** Opening Records for this task block **

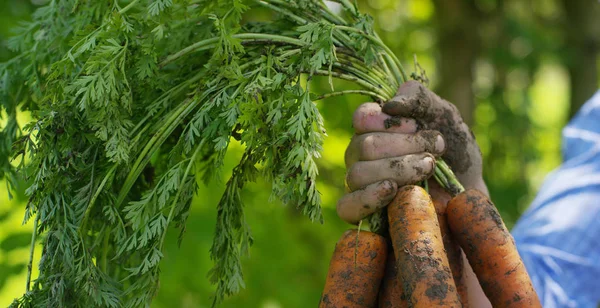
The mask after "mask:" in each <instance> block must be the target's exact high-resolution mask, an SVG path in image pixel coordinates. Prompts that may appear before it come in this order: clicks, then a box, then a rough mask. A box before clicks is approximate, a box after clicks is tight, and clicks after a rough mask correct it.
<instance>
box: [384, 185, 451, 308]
mask: <svg viewBox="0 0 600 308" xmlns="http://www.w3.org/2000/svg"><path fill="white" fill-rule="evenodd" d="M388 220H389V231H390V237H391V240H392V246H393V248H394V254H395V255H396V262H397V265H398V271H399V272H400V278H401V280H402V289H403V291H404V294H405V295H406V297H407V300H408V306H409V307H427V308H429V307H461V303H460V300H459V297H458V293H457V290H456V286H455V284H454V279H453V277H452V272H451V270H450V265H449V263H448V257H447V256H446V253H445V250H444V244H443V241H442V234H441V231H440V226H439V223H438V220H437V216H436V212H435V208H434V206H433V203H432V200H431V198H430V196H429V194H428V193H427V192H426V191H425V190H424V189H423V188H421V187H418V186H412V185H411V186H404V187H402V188H400V189H399V190H398V193H397V194H396V197H395V198H394V200H393V201H392V202H391V203H390V205H389V206H388Z"/></svg>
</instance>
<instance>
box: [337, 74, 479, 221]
mask: <svg viewBox="0 0 600 308" xmlns="http://www.w3.org/2000/svg"><path fill="white" fill-rule="evenodd" d="M353 127H354V129H355V135H354V136H353V138H352V141H351V142H350V145H349V146H348V148H347V149H346V168H347V170H348V172H347V175H346V183H347V188H348V190H349V191H350V192H349V193H348V194H346V195H345V196H344V197H342V198H341V199H340V200H339V202H338V205H337V210H338V215H339V216H340V218H342V219H343V220H345V221H347V222H349V223H356V222H358V221H359V220H361V219H362V218H364V217H366V216H368V215H370V214H372V213H373V212H375V211H377V210H378V209H380V208H382V207H384V206H386V205H387V204H388V203H389V202H390V201H391V200H392V199H393V198H394V196H395V194H396V191H397V188H398V186H403V185H406V184H414V183H417V182H419V181H422V180H424V179H427V178H428V177H429V176H430V175H431V174H432V173H433V171H434V167H435V164H434V162H435V157H439V156H440V155H441V156H442V157H443V159H444V160H445V161H446V162H447V163H448V164H449V165H450V167H451V168H452V170H453V171H454V172H455V174H456V176H457V178H458V179H459V181H460V182H461V183H462V184H463V186H464V187H465V188H466V189H469V188H475V189H478V190H480V191H483V192H484V193H485V194H488V192H487V187H486V186H485V183H484V181H483V178H482V159H481V152H480V151H479V146H478V145H477V143H476V142H475V138H474V136H473V134H472V133H471V131H470V129H469V128H468V126H467V125H466V124H465V123H464V121H463V120H462V118H461V116H460V113H459V112H458V110H457V109H456V107H455V106H454V105H452V104H450V103H449V102H447V101H445V100H443V99H441V98H440V97H438V96H437V95H436V94H434V93H433V92H431V91H429V90H428V89H426V88H425V87H424V86H422V85H421V84H420V83H418V82H416V81H409V82H406V83H404V84H403V85H402V86H401V87H400V89H399V90H398V93H397V95H396V96H395V97H394V98H393V99H391V100H390V101H389V102H387V103H385V104H384V105H383V108H381V107H380V106H379V104H376V103H366V104H363V105H361V106H360V107H359V108H358V109H357V110H356V111H355V113H354V116H353Z"/></svg>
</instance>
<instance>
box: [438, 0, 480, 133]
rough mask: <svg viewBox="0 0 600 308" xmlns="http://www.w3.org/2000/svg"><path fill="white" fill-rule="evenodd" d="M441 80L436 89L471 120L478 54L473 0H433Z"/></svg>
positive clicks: (468, 119) (472, 106) (472, 117)
mask: <svg viewBox="0 0 600 308" xmlns="http://www.w3.org/2000/svg"><path fill="white" fill-rule="evenodd" d="M433 2H434V4H435V9H436V27H437V37H438V46H439V63H438V68H439V76H440V83H439V87H438V89H436V92H437V93H438V94H439V95H440V96H441V97H443V98H445V99H447V100H448V101H450V102H452V103H454V104H455V105H456V106H457V107H458V110H460V112H461V114H462V116H463V119H464V121H465V122H466V123H467V124H469V125H471V124H472V123H473V111H474V109H475V101H474V98H473V67H474V64H475V60H476V58H477V54H478V46H479V39H478V36H477V32H476V29H477V28H476V25H477V22H478V10H477V9H476V8H475V7H474V5H473V3H472V1H463V0H435V1H433Z"/></svg>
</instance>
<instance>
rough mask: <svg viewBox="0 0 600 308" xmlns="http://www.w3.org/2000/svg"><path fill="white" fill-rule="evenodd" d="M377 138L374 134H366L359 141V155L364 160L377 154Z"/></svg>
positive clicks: (369, 159)
mask: <svg viewBox="0 0 600 308" xmlns="http://www.w3.org/2000/svg"><path fill="white" fill-rule="evenodd" d="M376 139H377V138H376V137H375V136H374V135H367V136H365V137H364V138H362V140H361V142H360V157H361V159H364V160H372V159H374V158H375V157H376V156H377V155H376V154H377V153H376V152H377V140H376Z"/></svg>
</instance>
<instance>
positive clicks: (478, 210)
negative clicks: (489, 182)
mask: <svg viewBox="0 0 600 308" xmlns="http://www.w3.org/2000/svg"><path fill="white" fill-rule="evenodd" d="M446 212H447V214H448V224H449V226H450V230H452V233H453V234H454V235H455V236H456V239H457V240H458V242H459V244H460V246H461V247H462V248H463V250H464V252H465V254H466V255H467V259H468V260H469V264H471V267H472V268H473V271H474V272H475V274H476V275H477V278H478V279H479V283H480V284H481V287H482V289H483V291H484V292H485V295H486V296H487V297H488V298H489V300H490V302H491V303H492V306H493V307H511V308H512V307H541V305H540V301H539V299H538V296H537V294H536V293H535V290H534V289H533V285H532V284H531V279H530V278H529V275H528V274H527V271H526V269H525V266H524V265H523V261H522V260H521V257H520V256H519V253H518V251H517V248H516V246H515V242H514V239H513V237H512V236H511V234H510V233H509V232H508V230H507V229H506V226H505V225H504V222H502V219H501V217H500V214H499V213H498V211H497V210H496V207H495V206H494V204H492V202H490V200H489V199H488V197H487V196H485V195H484V194H483V193H481V192H479V191H478V190H467V191H465V192H463V193H461V194H459V195H457V196H456V197H454V198H453V199H452V200H451V201H450V203H449V204H448V209H447V211H446Z"/></svg>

** Closing Records for this task block **

> [Exercise details]
Output the lines of the records above exactly as they appear, from the line containing "box: [438, 0, 480, 133]" through the line containing "positive clicks: (478, 210)".

> [Exercise output]
box: [438, 0, 480, 133]
rough mask: <svg viewBox="0 0 600 308" xmlns="http://www.w3.org/2000/svg"><path fill="white" fill-rule="evenodd" d="M441 80L436 89L471 120L478 54L473 0H433Z"/></svg>
positive clicks: (468, 119) (472, 106) (472, 117)
mask: <svg viewBox="0 0 600 308" xmlns="http://www.w3.org/2000/svg"><path fill="white" fill-rule="evenodd" d="M433 2H434V4H435V9H436V27H437V37H438V46H439V63H438V68H439V76H440V83H439V87H438V89H436V92H437V93H438V94H439V95H440V96H441V97H443V98H445V99H447V100H448V101H450V102H452V103H454V104H455V105H456V106H457V107H458V110H460V112H461V114H462V116H463V119H464V121H465V122H466V123H467V124H469V125H471V124H472V123H473V111H474V109H475V101H474V98H473V67H474V64H475V60H476V58H477V54H478V46H479V39H478V36H477V32H476V29H477V28H476V25H477V22H478V10H477V9H476V8H475V7H474V5H473V3H472V1H463V0H435V1H433Z"/></svg>
</instance>
<instance>
rough mask: <svg viewBox="0 0 600 308" xmlns="http://www.w3.org/2000/svg"><path fill="white" fill-rule="evenodd" d="M377 138L374 134H366L359 141V155L364 160L377 154Z"/></svg>
positive clicks: (369, 159)
mask: <svg viewBox="0 0 600 308" xmlns="http://www.w3.org/2000/svg"><path fill="white" fill-rule="evenodd" d="M376 139H377V138H376V137H375V136H374V135H367V136H365V137H364V138H362V140H361V142H360V157H361V159H364V160H372V159H374V158H375V157H376V156H377V155H376V154H377V153H376V152H377V140H376Z"/></svg>
</instance>
<instance>
positive clicks: (478, 210)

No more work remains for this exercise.